╔══
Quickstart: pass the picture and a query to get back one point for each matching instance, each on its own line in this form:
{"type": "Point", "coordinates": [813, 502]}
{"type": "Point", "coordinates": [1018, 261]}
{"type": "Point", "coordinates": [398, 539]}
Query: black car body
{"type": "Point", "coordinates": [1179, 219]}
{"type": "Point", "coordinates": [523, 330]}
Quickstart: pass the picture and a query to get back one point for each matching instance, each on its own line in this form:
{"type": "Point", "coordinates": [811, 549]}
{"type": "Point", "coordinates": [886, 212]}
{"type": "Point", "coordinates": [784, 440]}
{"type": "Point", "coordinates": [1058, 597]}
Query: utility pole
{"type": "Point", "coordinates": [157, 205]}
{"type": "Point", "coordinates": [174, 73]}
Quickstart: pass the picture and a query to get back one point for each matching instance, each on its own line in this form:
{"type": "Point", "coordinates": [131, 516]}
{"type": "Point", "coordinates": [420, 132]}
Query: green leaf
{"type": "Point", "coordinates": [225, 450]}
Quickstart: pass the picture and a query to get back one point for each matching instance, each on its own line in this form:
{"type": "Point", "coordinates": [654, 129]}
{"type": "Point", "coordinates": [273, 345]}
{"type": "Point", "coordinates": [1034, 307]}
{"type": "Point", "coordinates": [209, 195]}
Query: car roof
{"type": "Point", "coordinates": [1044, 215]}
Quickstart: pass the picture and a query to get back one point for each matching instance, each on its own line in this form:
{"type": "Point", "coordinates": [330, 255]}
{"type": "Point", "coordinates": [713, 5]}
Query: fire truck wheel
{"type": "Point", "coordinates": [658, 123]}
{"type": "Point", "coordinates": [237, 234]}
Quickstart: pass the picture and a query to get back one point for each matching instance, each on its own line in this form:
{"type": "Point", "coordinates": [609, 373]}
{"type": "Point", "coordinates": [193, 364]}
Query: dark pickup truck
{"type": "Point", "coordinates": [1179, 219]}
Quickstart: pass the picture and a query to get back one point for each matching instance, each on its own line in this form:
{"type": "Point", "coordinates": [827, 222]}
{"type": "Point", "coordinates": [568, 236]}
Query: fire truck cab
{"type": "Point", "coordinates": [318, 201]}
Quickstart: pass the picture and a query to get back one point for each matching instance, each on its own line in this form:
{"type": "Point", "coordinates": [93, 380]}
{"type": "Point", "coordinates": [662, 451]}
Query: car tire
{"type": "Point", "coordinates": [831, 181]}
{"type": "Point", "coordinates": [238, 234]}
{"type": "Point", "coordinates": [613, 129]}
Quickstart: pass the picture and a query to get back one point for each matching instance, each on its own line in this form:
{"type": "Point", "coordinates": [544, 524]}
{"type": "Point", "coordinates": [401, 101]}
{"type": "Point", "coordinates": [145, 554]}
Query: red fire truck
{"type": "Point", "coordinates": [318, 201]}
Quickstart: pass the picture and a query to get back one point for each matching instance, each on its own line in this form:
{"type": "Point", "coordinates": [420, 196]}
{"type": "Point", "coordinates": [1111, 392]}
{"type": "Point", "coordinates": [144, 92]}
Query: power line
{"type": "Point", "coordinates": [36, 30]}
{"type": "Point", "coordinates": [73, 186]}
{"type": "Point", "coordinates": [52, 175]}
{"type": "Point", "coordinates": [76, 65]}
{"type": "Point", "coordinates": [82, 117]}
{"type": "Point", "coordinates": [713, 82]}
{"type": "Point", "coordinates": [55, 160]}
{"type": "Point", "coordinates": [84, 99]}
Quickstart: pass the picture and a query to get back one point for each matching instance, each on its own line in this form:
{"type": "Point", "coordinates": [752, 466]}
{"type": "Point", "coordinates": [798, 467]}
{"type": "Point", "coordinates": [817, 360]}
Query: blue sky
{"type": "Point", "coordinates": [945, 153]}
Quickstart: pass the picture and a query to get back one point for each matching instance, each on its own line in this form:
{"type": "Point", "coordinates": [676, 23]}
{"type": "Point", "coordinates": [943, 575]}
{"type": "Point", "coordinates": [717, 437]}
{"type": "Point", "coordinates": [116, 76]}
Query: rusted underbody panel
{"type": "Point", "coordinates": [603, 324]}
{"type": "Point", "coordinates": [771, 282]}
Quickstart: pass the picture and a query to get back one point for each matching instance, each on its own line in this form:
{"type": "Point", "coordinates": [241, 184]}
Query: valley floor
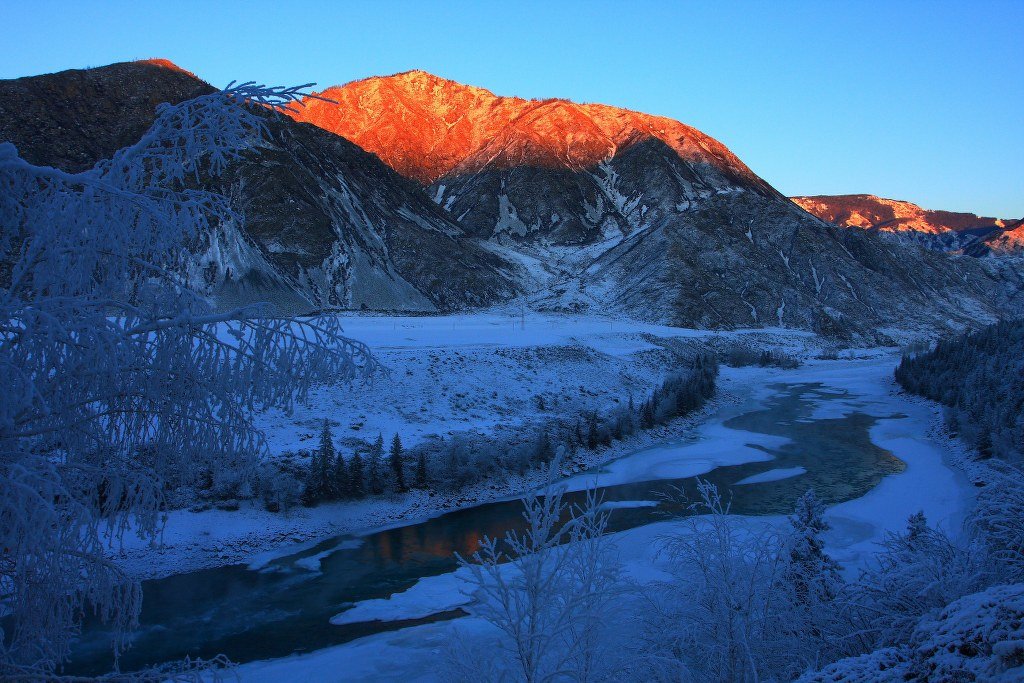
╚══
» Required work
Exact copy, no pictures: reproduce every record as it stands.

» Reply
Quickstart: pass the picture and a query to get back one point for each matching instance, each on its own line in this form:
{"type": "Point", "coordinates": [813, 502]}
{"type": "Point", "coordinates": [1018, 261]}
{"type": "Point", "coordinates": [398, 539]}
Query: black car body
{"type": "Point", "coordinates": [1179, 219]}
{"type": "Point", "coordinates": [523, 330]}
Quickstart: pass the picture and a query to get back one point for each matching instance, each on its own line in this form:
{"type": "Point", "coordinates": [811, 549]}
{"type": "Point", "coordinates": [886, 212]}
{"type": "Point", "coordinates": [784, 440]}
{"type": "Point", "coordinates": [1058, 597]}
Query: utility pole
{"type": "Point", "coordinates": [157, 205]}
{"type": "Point", "coordinates": [174, 73]}
Quickstart: pass the picture and a query to get back one point for each matching instance, each on its own line in this form:
{"type": "Point", "coordinates": [131, 516]}
{"type": "Point", "coordinates": [420, 132]}
Query: green leaf
{"type": "Point", "coordinates": [225, 450]}
Quickstart: pass the picture and a query to get back one point for each matching instance, each on its own line in this form:
{"type": "Point", "coordinates": [654, 129]}
{"type": "Point", "coordinates": [273, 345]}
{"type": "Point", "coordinates": [1034, 307]}
{"type": "Point", "coordinates": [209, 195]}
Query: car roof
{"type": "Point", "coordinates": [1044, 215]}
Quickstart: pass the picture and a query to get back one point for each matching instance, each on its own line in this form:
{"type": "Point", "coordinates": [330, 255]}
{"type": "Point", "coordinates": [713, 5]}
Query: fire truck wheel
{"type": "Point", "coordinates": [658, 123]}
{"type": "Point", "coordinates": [237, 234]}
Quickstart: pass the picture and a query to get back one point for each matching instance, each on its own line in this form:
{"type": "Point", "coordinates": [609, 373]}
{"type": "Point", "coordinates": [193, 364]}
Query: dark pickup truck
{"type": "Point", "coordinates": [1179, 219]}
Quickstart: pass the picture and a query to get back one point for each matching instance, each on its own line in this form:
{"type": "Point", "coordinates": [827, 222]}
{"type": "Point", "coordinates": [568, 236]}
Query: fire truck cab
{"type": "Point", "coordinates": [318, 201]}
Quickstart: pass the picture and a query to get back one point for each matching instance, each on its own line in this form:
{"type": "Point", "coordinates": [93, 380]}
{"type": "Point", "coordinates": [662, 451]}
Query: car tire
{"type": "Point", "coordinates": [831, 181]}
{"type": "Point", "coordinates": [238, 234]}
{"type": "Point", "coordinates": [613, 129]}
Quickstart: pass the picture and a query to get back one point for each matching instance, each on its own line in this form:
{"type": "Point", "coordinates": [544, 524]}
{"type": "Point", "coordinates": [401, 101]}
{"type": "Point", "coordinates": [145, 554]}
Query: red fire truck
{"type": "Point", "coordinates": [318, 201]}
Quickstart: pass the picture and a query to get back one point for each matching instance, each on its own line in this form:
{"type": "Point", "coordinates": [420, 196]}
{"type": "Point", "coordinates": [1111, 392]}
{"type": "Point", "coordinates": [144, 92]}
Query: power line
{"type": "Point", "coordinates": [36, 30]}
{"type": "Point", "coordinates": [73, 186]}
{"type": "Point", "coordinates": [52, 175]}
{"type": "Point", "coordinates": [76, 65]}
{"type": "Point", "coordinates": [82, 117]}
{"type": "Point", "coordinates": [713, 82]}
{"type": "Point", "coordinates": [55, 160]}
{"type": "Point", "coordinates": [84, 99]}
Quickstart: pass the picture and a query to get back one point for each matching instance, each on its own line in this form:
{"type": "Point", "coordinates": [752, 466]}
{"type": "Point", "coordinates": [798, 467]}
{"type": "Point", "coordinates": [817, 360]}
Query: blue sky
{"type": "Point", "coordinates": [945, 153]}
Quickstart: pass the picture and a query to get back one point for each matching instance, each on its own line in this form:
{"type": "Point", "coordinates": [676, 23]}
{"type": "Point", "coordinates": [943, 575]}
{"type": "Point", "coordinates": [717, 437]}
{"type": "Point", "coordinates": [116, 76]}
Query: rusted underbody panel
{"type": "Point", "coordinates": [603, 324]}
{"type": "Point", "coordinates": [771, 282]}
Quickstart: pass the picture and a query to get back one point for each matching instance, each on its own line in this form:
{"type": "Point", "coordinates": [241, 184]}
Query: valley floor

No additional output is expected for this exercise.